(AVAILABLE DATA):
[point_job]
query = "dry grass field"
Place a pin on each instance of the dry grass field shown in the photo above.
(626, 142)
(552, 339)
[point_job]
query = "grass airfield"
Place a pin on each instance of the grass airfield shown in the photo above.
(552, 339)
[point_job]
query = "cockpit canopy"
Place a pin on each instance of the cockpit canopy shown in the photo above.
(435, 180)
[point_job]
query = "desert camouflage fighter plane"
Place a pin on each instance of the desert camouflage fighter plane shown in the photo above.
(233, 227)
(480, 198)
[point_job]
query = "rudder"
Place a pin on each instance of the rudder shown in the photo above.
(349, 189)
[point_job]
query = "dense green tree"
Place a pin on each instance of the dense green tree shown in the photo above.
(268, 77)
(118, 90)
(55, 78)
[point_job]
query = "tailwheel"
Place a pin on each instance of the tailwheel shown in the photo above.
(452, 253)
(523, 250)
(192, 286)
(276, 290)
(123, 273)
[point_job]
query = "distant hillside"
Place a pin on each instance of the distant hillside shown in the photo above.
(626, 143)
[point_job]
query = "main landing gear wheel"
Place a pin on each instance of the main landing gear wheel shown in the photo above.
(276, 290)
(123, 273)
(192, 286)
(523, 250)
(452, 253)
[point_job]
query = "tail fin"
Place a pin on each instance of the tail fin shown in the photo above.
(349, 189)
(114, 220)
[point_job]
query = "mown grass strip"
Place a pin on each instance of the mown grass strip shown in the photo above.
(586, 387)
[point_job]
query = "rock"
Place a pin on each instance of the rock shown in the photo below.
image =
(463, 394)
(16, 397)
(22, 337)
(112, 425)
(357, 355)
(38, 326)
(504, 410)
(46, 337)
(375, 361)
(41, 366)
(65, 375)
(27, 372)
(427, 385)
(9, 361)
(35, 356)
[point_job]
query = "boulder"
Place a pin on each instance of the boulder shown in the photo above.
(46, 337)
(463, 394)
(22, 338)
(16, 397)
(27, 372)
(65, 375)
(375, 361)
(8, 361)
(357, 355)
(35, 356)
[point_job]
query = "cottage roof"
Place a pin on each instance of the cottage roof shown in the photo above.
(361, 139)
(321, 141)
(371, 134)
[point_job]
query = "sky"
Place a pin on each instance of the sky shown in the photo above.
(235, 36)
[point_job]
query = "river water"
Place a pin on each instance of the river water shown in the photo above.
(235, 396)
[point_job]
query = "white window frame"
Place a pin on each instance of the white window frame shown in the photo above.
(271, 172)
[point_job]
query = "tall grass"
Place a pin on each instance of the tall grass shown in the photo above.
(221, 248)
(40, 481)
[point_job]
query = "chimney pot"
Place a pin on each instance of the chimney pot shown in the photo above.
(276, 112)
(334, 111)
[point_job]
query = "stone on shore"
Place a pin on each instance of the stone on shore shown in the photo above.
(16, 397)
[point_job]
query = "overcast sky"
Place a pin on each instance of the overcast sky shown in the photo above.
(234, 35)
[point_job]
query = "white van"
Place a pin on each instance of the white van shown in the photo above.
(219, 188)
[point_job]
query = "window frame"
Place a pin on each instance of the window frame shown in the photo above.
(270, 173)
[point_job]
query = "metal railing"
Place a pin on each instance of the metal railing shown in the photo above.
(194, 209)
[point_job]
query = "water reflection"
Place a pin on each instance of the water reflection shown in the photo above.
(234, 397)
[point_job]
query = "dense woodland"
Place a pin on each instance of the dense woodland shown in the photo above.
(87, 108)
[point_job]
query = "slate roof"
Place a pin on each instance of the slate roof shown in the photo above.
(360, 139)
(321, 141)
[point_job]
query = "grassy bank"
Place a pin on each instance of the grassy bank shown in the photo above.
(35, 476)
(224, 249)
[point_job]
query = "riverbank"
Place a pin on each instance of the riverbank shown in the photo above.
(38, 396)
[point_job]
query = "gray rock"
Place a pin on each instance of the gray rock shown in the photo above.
...
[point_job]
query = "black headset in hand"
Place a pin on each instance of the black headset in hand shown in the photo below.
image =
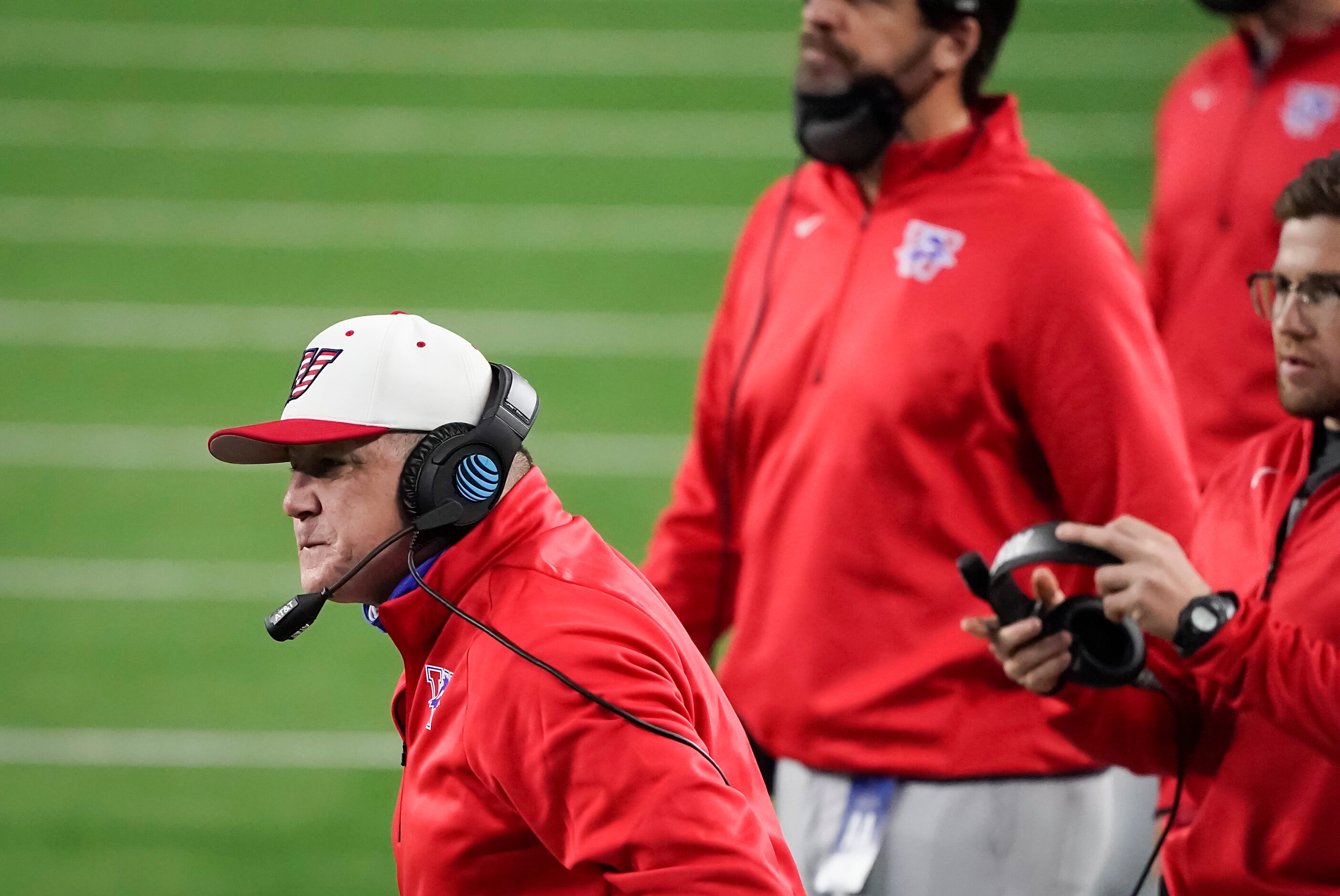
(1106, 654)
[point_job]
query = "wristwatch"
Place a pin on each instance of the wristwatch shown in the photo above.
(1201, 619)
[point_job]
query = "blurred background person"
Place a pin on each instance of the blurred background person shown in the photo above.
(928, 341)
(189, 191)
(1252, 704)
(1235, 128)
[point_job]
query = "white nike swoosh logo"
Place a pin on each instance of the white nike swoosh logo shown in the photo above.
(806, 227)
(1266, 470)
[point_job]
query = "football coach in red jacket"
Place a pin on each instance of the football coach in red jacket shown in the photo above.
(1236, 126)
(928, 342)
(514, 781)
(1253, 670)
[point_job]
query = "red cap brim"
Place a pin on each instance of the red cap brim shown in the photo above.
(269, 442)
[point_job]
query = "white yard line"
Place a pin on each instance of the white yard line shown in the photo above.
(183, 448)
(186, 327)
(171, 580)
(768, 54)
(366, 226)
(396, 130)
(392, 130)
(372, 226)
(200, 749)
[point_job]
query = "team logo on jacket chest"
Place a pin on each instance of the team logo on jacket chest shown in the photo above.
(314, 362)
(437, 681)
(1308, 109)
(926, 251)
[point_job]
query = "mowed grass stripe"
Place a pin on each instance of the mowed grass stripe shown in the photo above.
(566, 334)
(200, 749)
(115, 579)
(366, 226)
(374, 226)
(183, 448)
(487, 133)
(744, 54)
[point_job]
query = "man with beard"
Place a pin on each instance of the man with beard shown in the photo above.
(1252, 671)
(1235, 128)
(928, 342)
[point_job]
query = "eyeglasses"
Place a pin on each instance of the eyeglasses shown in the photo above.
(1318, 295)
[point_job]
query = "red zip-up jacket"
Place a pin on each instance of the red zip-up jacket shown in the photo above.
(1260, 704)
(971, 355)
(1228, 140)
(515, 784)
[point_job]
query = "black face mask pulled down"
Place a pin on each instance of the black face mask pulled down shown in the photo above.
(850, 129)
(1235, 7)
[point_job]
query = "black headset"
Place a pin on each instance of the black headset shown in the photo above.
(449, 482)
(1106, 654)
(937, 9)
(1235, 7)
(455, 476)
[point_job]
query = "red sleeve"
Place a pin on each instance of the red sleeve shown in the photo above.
--
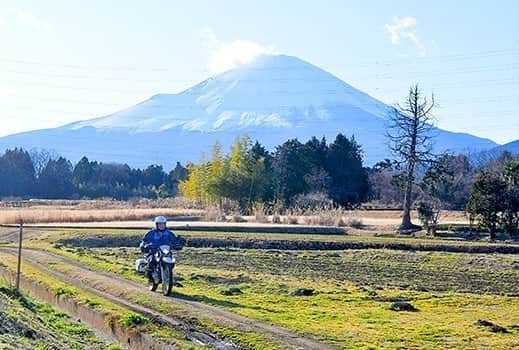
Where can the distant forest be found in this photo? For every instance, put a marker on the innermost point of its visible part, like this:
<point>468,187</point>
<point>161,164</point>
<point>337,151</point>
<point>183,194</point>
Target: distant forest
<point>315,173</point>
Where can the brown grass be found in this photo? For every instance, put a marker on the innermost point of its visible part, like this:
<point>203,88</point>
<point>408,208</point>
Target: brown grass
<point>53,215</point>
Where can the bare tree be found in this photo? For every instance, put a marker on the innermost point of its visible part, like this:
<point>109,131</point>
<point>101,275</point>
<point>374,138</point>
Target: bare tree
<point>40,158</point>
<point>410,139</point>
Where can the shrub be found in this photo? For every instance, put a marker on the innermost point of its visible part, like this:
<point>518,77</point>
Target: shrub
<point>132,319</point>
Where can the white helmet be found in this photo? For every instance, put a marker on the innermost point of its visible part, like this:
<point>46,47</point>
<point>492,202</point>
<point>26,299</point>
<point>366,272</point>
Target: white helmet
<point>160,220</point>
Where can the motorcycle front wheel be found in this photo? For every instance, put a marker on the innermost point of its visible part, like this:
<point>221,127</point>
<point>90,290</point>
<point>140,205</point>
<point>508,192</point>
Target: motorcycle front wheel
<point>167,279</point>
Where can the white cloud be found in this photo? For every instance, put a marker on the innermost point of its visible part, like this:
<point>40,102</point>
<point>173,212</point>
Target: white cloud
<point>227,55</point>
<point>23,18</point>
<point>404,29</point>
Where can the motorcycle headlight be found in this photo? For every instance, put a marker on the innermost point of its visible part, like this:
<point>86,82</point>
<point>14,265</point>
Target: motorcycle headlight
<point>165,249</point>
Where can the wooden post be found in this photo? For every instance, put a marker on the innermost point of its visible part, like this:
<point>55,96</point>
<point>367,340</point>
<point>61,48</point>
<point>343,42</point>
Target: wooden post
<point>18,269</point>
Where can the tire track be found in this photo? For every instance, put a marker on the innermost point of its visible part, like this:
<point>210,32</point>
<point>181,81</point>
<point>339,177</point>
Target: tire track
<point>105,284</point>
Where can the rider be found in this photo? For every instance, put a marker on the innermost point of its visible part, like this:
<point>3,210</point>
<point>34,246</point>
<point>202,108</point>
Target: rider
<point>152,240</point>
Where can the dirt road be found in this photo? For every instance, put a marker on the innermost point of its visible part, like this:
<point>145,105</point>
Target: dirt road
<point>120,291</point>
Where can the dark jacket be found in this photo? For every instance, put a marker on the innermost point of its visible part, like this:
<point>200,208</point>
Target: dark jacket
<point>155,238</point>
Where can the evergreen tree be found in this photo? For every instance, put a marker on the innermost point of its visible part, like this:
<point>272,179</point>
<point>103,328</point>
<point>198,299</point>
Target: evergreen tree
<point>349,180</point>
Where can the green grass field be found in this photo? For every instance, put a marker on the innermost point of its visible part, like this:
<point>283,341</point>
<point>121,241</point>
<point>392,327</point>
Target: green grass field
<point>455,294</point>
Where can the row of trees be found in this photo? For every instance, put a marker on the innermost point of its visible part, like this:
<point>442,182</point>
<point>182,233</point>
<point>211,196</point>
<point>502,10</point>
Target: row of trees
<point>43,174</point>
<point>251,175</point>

(WHAT YOU WILL DO): Your task is to restate, word for word, only those lines above that fall between the line holding "Place a pin on each instance of the dense woodland" and the line holding "Place a pin on each instance of the gray", inclusive.

(ANSWER TO THIS PROBLEM):
Place a pin on each instance of the dense woodland shown in the photo above.
(87, 108)
[point_job]
query = "slate roof"
Place a pin on each instance of the slate roof shown in the photo above.
(360, 139)
(321, 141)
[point_job]
query = "grassy bank"
Place a pin on each instance of the grassy bank shown in the photo above.
(35, 476)
(224, 249)
[point_job]
query = "riverbank"
Place a pin on each instance of the riverbank shown in the photo above.
(38, 396)
[point_job]
query = "gray rock"
Place a pin on each instance of the gray rock shown in the photo above.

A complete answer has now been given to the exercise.